= TASK =
Go through the material and write it all out exactly, minus the pictures.

(Photo object pointing records)
==========

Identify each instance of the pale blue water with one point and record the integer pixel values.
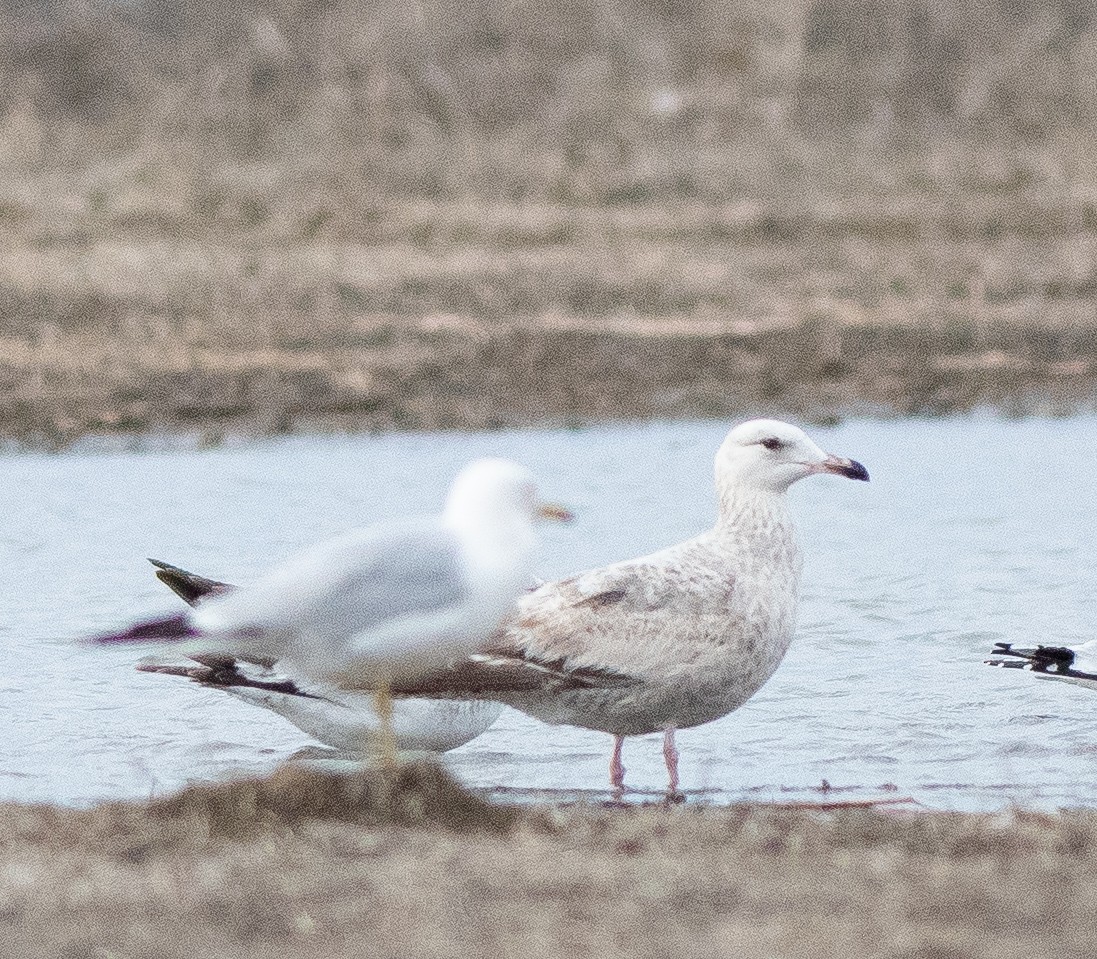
(972, 530)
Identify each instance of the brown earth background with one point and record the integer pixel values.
(266, 216)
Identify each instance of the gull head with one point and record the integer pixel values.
(494, 494)
(768, 455)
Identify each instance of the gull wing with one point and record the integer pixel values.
(346, 586)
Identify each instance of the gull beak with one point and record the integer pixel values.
(554, 512)
(841, 466)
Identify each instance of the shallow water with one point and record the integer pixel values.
(972, 530)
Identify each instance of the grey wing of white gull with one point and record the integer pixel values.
(379, 591)
(1076, 665)
(338, 718)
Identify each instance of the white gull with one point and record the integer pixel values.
(389, 601)
(670, 640)
(338, 718)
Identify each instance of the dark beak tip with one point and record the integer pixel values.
(857, 471)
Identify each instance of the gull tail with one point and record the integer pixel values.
(169, 629)
(189, 586)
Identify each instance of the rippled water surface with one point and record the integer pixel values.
(972, 530)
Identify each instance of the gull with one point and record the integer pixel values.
(667, 641)
(1070, 664)
(338, 718)
(389, 601)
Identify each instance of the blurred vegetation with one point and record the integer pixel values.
(381, 211)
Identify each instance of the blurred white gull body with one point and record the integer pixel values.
(337, 718)
(667, 641)
(389, 601)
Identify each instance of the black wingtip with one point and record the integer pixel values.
(188, 586)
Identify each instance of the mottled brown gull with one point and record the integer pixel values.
(389, 601)
(670, 640)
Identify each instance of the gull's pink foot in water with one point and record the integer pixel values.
(617, 769)
(670, 757)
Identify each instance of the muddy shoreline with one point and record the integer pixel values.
(545, 376)
(302, 865)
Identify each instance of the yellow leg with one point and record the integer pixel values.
(386, 739)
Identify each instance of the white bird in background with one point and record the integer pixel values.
(338, 718)
(387, 602)
(1069, 664)
(667, 641)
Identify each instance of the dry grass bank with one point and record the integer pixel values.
(275, 215)
(321, 867)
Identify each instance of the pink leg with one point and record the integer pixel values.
(670, 757)
(617, 770)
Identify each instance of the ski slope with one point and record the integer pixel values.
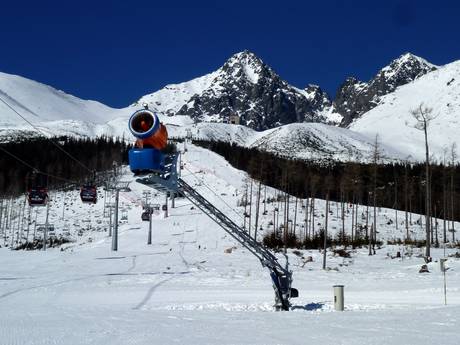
(184, 289)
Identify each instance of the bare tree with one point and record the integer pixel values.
(423, 116)
(453, 157)
(376, 156)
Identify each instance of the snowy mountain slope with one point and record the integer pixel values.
(393, 122)
(355, 97)
(317, 141)
(245, 87)
(185, 289)
(39, 103)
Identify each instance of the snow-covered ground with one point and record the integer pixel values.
(184, 289)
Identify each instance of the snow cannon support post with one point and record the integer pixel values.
(151, 139)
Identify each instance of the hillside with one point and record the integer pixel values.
(393, 122)
(186, 288)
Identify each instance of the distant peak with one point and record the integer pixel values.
(409, 58)
(245, 57)
(246, 65)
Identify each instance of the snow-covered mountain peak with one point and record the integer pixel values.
(407, 68)
(246, 66)
(354, 97)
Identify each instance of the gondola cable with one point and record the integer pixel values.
(35, 169)
(36, 128)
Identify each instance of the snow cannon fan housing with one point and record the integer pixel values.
(152, 137)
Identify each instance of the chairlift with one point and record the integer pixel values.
(145, 215)
(88, 194)
(38, 196)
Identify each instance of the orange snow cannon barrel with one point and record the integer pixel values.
(146, 127)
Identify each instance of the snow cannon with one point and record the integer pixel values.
(152, 137)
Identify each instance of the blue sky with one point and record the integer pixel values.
(117, 51)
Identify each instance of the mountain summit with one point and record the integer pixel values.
(244, 87)
(355, 97)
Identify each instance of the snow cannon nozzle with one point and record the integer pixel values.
(144, 123)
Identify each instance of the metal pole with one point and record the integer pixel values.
(28, 228)
(63, 206)
(442, 264)
(338, 298)
(45, 234)
(35, 225)
(115, 228)
(110, 220)
(149, 240)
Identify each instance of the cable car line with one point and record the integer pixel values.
(35, 169)
(36, 128)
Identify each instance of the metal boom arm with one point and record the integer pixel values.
(281, 276)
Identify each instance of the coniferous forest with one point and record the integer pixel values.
(398, 185)
(55, 167)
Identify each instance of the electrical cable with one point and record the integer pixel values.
(36, 128)
(218, 196)
(35, 169)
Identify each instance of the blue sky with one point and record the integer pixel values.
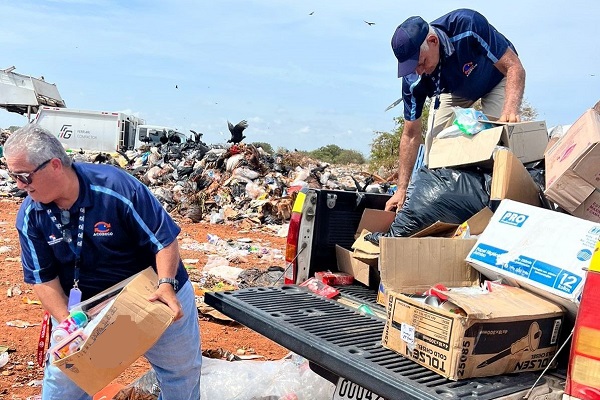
(301, 81)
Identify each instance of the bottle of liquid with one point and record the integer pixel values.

==========

= RESPONSE TO THIS EXERCISE =
Identify each instance of the pale blue water with one point and record the integer pixel values.
(972, 530)
Identify each instance of the brown earth background with one point and record the integer pixel values.
(266, 216)
Identify each instance of the gull head with one point and record the integer pixel values.
(494, 494)
(768, 455)
Identify each instance of the gull wing with one point and record the integer pixel values.
(346, 586)
Identify each instance of the gull beak with one point and record the integer pixel values.
(554, 512)
(841, 466)
Identify each instance of the shallow water with one point and record the integer pixel values.
(972, 530)
Identify each instance of the grey wing of white gull with one point and record the integer pixel values.
(379, 591)
(1076, 665)
(338, 718)
Identify each instance of the white gull with one point and record the integer pixel values.
(389, 601)
(670, 640)
(338, 718)
Identify each instance of the dark beak tip with one point and record the integer pixel values.
(857, 471)
Identify each instance of the gull tail with one point and record the integer pixel values.
(169, 629)
(189, 586)
Identify each instance of the rippled water surface with one point and record the integer pixel values.
(972, 530)
Identify each instance of the gull with one point and record the integer pixel values.
(667, 641)
(1070, 664)
(338, 718)
(389, 601)
Identify each instance of the blurred vegetation with one point and record the integer pixel values.
(381, 211)
Identify each instance of the blurred white gull body with one point and record the integer pixel values.
(337, 718)
(667, 641)
(389, 601)
Identify each instance of the black wingtip with one point and record the integer pixel values.
(188, 586)
Identify each instance of the mottled brown gull with one point and record the integer pixel values.
(389, 601)
(670, 640)
Identify each instance of the gull's pink foot in water with one point and record the integer pixel values.
(617, 769)
(670, 757)
Identify each instance of the muddy shoreline with one point and record the integer pixel values.
(545, 376)
(302, 865)
Identify each instance of the yellow leg with one point and record the integer pixel values.
(386, 739)
Identify each instance of the white bird in background with one point and record the integer pixel values.
(338, 718)
(387, 602)
(1069, 664)
(667, 641)
Identify each instance of the dry grass bank with one point and record the integer pixel values.
(275, 215)
(321, 867)
Identify each instance of the pink leg with one point and record the integer pixel values.
(670, 757)
(617, 770)
Identify each instance of the ski slope with one point and record the integer pixel values.
(184, 289)
Identify each instance of the bare tree with one point and record the integer pixel values.
(423, 116)
(453, 157)
(376, 156)
Identify each instance of the snowy mountain slope with one point and record the integer pixel values.
(393, 122)
(355, 97)
(317, 141)
(245, 87)
(185, 289)
(39, 103)
Identify each instance of the snow-covered ground with one point and record the integer pixel values.
(184, 289)
Identify each instance of the snow cannon support post with one point and record the integer pixel values.
(151, 139)
Identify each instance of the hillside with one point and record the integer pixel values.
(393, 122)
(186, 288)
Identify each instance of the distant peak with one point and record the integer pixel values.
(409, 58)
(245, 57)
(246, 65)
Identify each instance of the snow-covered mountain peak with one point and record the integer pixel values.
(407, 68)
(246, 66)
(354, 97)
Identify each instance of the gondola cable with one point and record the integer pixel values.
(35, 169)
(36, 128)
Identify each instance of the snow cannon fan housing with one point and record the integer pixel values.
(152, 137)
Identify each instance of the chairlift with one point and record the integer pixel values.
(145, 215)
(88, 194)
(38, 196)
Identify each instance of the orange snow cannon barrel with one point and record the integer pixel values.
(146, 127)
Identify each instance of the snow cannon with one point and record the integer pixel values.
(152, 137)
Identify each instance of the blue sky with one point and record the integer pixel values.
(117, 51)
Identify each instance of the mountain summit with one point and record the integer pixel values.
(244, 87)
(355, 97)
Identify each instance of the snow cannon nozzle with one point and record the integer pixel values.
(144, 123)
Identify each instance of the metal pole with one point and record the integer pixel values.
(28, 228)
(63, 206)
(442, 264)
(338, 298)
(45, 234)
(35, 225)
(115, 228)
(110, 220)
(149, 240)
Identify each instance of the cable car line with one point and record the integer pixel values.
(35, 169)
(36, 128)
Identify each instance of the metal boom arm with one point and record the integer pixel values.
(281, 276)
Identify each instance of the coniferous forest with one point and record the integer pixel values.
(398, 185)
(55, 167)
Identify each instance of the electrical cable with one point and record the integer pixel values.
(36, 128)
(218, 196)
(35, 169)
Identify each instance of the blue sky with one point and record the integer pixel values.
(301, 81)
Identify each instance of the bottle of liquid with one point and record the integer pixel values.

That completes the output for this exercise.